[[ Source records open ]]

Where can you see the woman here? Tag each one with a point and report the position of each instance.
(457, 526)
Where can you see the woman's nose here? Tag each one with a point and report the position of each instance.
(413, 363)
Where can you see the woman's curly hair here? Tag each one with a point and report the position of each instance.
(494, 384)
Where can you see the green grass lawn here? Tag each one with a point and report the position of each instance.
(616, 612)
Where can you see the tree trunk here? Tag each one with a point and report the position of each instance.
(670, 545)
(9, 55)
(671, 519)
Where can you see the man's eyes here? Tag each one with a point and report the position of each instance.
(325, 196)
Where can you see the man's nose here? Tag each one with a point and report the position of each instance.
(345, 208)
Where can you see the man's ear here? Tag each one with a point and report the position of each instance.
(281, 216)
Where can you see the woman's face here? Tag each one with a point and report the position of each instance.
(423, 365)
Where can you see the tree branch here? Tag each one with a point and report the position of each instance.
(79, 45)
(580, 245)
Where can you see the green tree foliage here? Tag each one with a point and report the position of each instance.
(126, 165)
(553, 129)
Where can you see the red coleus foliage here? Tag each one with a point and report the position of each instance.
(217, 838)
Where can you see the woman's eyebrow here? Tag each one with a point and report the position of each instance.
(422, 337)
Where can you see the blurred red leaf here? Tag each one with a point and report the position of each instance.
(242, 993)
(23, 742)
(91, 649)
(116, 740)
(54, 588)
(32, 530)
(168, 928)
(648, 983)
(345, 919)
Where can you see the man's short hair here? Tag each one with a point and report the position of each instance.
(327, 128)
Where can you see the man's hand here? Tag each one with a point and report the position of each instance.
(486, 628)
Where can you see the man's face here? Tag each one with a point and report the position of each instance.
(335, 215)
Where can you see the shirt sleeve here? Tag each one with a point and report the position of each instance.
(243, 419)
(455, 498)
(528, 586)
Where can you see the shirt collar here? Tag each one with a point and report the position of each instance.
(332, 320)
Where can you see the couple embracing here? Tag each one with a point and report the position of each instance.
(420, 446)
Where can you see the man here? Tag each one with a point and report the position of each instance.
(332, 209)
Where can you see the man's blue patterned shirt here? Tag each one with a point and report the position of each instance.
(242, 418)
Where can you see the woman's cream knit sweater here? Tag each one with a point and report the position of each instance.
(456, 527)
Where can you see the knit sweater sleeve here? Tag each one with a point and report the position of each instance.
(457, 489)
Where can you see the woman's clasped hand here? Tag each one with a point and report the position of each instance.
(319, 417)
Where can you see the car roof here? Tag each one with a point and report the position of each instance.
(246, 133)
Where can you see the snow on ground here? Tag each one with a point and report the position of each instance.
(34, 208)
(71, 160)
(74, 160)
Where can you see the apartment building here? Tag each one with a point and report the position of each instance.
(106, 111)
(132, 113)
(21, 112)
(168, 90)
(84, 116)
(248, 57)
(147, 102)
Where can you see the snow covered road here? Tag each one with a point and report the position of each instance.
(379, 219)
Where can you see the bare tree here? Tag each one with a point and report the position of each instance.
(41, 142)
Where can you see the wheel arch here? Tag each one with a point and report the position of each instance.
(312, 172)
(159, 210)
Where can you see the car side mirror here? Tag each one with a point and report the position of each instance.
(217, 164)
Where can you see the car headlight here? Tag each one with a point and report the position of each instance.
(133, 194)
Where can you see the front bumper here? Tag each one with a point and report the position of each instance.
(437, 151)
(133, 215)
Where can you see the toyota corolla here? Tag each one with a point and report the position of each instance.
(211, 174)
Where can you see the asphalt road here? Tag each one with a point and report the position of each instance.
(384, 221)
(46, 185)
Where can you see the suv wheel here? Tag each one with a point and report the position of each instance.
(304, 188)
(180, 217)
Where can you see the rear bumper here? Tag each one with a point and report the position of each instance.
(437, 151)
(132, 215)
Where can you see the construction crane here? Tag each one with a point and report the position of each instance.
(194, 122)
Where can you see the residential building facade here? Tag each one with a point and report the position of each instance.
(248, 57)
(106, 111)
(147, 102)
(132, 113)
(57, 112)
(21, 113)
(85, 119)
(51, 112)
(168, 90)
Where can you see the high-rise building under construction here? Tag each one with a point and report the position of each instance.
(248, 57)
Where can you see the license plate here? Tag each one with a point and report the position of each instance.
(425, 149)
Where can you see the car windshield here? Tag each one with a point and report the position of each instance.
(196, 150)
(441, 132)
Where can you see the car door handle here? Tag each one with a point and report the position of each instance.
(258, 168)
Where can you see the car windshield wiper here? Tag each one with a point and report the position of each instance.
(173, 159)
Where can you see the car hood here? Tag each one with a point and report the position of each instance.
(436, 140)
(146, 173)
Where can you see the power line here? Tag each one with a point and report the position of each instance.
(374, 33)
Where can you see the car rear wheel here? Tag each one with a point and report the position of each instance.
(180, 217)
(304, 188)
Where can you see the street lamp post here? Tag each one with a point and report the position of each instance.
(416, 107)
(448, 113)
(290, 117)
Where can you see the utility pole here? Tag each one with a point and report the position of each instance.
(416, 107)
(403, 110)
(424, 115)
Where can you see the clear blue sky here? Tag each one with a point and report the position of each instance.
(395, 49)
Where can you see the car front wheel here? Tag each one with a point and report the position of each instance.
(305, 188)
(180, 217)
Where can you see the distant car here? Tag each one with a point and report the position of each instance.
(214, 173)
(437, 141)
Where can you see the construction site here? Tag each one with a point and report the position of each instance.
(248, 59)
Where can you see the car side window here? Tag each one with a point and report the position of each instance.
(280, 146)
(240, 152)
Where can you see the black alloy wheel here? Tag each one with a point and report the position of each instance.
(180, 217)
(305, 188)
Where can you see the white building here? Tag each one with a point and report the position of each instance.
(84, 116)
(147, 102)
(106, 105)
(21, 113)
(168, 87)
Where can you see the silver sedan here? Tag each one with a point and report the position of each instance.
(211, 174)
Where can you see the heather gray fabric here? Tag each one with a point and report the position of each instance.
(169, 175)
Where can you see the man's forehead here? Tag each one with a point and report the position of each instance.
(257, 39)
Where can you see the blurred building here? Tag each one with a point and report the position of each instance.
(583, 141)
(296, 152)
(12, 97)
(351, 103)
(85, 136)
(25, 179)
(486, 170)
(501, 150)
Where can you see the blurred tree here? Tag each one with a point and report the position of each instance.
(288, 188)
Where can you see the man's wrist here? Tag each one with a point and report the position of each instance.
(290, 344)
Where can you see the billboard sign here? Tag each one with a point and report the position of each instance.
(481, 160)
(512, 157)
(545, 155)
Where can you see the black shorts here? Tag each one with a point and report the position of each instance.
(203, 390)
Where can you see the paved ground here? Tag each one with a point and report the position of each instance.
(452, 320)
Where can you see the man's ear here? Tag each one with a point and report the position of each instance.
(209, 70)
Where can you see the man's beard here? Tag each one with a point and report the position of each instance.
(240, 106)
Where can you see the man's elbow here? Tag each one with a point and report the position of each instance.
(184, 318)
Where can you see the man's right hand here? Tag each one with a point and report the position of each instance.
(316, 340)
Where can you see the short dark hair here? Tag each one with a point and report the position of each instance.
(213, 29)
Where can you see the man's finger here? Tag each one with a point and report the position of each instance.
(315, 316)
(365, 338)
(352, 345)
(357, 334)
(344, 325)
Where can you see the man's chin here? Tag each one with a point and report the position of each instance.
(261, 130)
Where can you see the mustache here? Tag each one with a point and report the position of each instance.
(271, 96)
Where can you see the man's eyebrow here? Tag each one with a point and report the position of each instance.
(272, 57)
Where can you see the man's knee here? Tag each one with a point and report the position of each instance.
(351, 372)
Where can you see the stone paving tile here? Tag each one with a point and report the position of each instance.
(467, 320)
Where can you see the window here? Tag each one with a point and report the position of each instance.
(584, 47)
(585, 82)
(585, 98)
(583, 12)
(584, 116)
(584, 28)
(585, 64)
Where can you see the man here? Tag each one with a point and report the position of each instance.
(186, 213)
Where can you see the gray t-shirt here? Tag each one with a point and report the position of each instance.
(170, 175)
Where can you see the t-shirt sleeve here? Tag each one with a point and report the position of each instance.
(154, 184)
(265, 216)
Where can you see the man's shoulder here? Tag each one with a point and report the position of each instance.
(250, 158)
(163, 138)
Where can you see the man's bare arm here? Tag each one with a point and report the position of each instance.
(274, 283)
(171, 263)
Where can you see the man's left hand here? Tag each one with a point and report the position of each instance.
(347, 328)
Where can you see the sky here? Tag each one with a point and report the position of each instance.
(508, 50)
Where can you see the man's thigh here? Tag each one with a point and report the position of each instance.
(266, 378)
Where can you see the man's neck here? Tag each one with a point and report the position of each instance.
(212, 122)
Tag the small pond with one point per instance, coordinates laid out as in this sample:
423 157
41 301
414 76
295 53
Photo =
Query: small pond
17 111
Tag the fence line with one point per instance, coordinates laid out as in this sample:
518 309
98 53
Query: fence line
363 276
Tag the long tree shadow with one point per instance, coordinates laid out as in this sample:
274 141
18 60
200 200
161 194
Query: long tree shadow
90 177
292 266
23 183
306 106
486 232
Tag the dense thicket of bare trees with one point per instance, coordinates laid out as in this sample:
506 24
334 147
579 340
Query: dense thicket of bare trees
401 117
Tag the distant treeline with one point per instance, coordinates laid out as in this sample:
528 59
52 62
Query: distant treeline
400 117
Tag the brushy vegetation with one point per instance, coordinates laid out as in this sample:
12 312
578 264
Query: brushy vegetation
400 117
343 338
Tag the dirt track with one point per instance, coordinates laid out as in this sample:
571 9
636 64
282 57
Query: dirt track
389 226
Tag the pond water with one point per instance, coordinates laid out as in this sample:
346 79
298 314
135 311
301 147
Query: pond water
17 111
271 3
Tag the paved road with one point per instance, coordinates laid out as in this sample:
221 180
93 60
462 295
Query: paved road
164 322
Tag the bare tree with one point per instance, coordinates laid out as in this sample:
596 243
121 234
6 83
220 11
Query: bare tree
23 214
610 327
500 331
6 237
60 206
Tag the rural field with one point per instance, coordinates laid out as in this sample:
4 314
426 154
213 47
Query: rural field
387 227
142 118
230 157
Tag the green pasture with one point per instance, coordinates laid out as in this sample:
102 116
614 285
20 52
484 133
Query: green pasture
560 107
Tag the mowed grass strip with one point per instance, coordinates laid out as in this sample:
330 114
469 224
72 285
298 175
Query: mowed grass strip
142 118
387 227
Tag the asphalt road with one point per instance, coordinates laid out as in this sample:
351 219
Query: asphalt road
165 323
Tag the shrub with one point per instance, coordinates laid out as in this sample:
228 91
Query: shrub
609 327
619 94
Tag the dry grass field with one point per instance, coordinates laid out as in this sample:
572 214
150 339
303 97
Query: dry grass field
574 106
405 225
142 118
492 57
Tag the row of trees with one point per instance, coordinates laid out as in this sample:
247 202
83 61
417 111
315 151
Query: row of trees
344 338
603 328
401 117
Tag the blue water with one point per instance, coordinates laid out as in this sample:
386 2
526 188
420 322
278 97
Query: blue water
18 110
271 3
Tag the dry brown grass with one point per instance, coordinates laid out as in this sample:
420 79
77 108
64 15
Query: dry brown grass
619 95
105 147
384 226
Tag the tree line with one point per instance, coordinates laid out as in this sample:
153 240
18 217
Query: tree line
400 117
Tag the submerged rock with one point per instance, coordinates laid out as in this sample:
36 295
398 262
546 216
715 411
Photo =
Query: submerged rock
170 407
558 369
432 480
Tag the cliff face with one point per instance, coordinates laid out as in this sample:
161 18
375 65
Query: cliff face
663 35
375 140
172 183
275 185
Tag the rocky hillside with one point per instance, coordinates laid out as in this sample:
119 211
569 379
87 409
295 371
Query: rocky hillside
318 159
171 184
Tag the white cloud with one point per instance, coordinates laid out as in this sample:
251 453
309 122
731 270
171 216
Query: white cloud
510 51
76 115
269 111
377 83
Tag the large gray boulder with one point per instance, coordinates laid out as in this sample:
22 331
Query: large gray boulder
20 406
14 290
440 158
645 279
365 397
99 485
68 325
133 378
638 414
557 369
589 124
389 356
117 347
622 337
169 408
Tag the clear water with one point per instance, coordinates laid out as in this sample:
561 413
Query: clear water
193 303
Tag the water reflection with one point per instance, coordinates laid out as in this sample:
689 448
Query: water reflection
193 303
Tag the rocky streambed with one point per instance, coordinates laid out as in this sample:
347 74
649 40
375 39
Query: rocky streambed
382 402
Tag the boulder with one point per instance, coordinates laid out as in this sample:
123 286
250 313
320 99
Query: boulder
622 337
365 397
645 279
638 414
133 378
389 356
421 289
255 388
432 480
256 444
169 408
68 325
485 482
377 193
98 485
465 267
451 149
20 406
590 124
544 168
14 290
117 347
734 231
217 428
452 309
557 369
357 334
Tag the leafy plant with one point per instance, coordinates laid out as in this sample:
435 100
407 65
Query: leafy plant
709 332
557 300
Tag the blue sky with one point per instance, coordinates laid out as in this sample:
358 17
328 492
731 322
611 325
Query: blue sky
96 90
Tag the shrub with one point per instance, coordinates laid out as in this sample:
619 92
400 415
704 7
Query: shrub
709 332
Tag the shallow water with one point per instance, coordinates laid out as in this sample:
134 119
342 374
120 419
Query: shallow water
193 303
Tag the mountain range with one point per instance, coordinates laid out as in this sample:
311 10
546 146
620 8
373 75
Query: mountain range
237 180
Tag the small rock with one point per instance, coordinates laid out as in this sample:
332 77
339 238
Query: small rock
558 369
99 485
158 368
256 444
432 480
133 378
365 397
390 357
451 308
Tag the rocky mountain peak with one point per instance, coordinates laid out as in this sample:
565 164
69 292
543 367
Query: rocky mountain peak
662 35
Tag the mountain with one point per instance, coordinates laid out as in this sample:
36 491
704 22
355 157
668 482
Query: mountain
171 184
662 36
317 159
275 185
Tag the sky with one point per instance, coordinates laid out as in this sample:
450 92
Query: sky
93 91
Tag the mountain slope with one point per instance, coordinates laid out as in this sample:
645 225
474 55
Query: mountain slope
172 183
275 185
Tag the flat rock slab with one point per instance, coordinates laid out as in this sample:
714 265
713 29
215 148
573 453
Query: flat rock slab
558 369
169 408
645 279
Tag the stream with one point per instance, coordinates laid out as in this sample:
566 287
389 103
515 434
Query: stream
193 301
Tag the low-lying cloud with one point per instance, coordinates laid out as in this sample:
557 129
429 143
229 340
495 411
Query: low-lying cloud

[[ Source records closed ]]

Read through the records above and copy the lines that contain "lying".

Tag the low-lying cloud with one point per instance, coordinates laid out as in this sample:
Query: low-lying cloud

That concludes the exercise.